WHAT TO DO: Return, verbatim, every line of the items below from the first line through the line containing "xmin=227 ymin=671 xmax=356 ymax=781", with both ends included.

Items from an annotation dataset
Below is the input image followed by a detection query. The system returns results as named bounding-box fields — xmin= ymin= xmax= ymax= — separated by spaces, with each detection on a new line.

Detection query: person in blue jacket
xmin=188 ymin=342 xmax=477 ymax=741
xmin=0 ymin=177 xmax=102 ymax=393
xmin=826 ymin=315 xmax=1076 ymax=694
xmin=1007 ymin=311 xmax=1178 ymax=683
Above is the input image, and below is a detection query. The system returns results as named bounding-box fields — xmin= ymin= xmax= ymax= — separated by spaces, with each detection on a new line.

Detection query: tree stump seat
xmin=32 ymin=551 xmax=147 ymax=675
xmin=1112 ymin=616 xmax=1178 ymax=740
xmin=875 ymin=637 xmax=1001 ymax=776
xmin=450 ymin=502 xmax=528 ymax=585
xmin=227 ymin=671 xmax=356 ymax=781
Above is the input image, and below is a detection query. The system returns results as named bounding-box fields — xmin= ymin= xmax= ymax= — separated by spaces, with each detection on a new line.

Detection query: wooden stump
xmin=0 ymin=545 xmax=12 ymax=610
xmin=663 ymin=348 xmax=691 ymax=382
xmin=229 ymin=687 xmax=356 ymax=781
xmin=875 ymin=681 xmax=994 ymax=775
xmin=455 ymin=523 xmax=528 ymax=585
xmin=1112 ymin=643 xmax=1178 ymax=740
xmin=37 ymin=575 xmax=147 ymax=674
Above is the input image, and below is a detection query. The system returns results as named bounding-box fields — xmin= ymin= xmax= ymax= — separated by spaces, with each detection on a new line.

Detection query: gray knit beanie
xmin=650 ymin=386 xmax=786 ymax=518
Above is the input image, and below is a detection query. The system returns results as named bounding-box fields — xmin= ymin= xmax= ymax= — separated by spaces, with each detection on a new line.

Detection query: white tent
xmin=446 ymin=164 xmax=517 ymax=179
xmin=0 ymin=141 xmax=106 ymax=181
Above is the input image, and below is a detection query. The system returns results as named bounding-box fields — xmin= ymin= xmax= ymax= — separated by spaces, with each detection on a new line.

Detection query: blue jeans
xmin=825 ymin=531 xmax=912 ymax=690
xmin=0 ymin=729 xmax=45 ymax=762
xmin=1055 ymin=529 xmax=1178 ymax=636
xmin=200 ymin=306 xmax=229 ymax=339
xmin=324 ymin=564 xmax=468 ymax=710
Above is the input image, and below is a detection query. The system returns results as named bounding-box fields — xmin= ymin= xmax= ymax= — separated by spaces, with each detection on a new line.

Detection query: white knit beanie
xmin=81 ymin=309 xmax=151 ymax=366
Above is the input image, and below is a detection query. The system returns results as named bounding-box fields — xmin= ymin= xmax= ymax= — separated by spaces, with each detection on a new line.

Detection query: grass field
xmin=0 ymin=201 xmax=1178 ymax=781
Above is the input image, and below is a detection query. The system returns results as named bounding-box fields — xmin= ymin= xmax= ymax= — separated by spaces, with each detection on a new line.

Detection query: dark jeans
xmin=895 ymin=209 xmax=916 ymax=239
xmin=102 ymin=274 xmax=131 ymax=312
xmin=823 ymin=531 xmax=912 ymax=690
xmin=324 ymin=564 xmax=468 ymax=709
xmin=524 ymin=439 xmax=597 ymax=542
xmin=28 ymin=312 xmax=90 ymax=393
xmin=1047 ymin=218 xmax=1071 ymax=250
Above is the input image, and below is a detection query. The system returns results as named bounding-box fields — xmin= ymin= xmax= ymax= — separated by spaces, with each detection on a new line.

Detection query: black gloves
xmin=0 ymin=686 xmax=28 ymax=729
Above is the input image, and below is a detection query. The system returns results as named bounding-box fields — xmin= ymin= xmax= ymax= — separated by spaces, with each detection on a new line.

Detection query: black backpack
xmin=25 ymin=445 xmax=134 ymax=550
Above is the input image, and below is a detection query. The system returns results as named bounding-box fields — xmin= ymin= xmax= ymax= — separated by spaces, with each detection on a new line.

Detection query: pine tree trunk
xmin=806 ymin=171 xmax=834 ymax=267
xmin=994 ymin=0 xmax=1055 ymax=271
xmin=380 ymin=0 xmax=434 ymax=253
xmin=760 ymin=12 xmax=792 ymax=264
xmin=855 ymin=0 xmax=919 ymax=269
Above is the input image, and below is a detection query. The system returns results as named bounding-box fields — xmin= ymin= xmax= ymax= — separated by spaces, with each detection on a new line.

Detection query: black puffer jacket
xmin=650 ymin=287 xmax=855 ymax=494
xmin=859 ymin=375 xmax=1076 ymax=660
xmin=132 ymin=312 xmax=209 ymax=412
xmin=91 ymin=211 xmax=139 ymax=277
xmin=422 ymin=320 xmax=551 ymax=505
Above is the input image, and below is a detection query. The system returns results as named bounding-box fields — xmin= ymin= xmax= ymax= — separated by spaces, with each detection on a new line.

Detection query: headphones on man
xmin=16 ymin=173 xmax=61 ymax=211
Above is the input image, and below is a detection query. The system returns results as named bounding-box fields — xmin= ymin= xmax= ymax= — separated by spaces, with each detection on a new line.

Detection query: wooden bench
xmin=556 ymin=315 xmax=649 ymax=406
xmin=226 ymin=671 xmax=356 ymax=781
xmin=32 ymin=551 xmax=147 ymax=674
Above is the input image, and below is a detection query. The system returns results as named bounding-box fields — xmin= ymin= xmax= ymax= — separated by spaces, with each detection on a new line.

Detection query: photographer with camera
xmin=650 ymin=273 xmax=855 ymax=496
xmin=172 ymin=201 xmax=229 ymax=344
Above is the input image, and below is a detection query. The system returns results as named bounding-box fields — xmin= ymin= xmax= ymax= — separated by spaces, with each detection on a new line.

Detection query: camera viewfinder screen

TASK ANSWER:
Below is the input image followed by a detection query. The system returns results as named bounding-box fields — xmin= ymin= xmax= ymax= — separated by spaces, with each detection on a new line.

Detection query: person in blue jacket
xmin=188 ymin=342 xmax=477 ymax=741
xmin=0 ymin=177 xmax=102 ymax=393
xmin=826 ymin=315 xmax=1076 ymax=694
xmin=1007 ymin=311 xmax=1178 ymax=683
Above is the input image, and below is a detection query. The system returns results as named bounding-box fields — xmin= ymin= xmax= ymax= — separated by spaces, with each detection on a new line.

Detection query: tree stump seat
xmin=32 ymin=551 xmax=147 ymax=675
xmin=1112 ymin=616 xmax=1178 ymax=740
xmin=875 ymin=637 xmax=1001 ymax=776
xmin=450 ymin=502 xmax=528 ymax=585
xmin=227 ymin=671 xmax=356 ymax=781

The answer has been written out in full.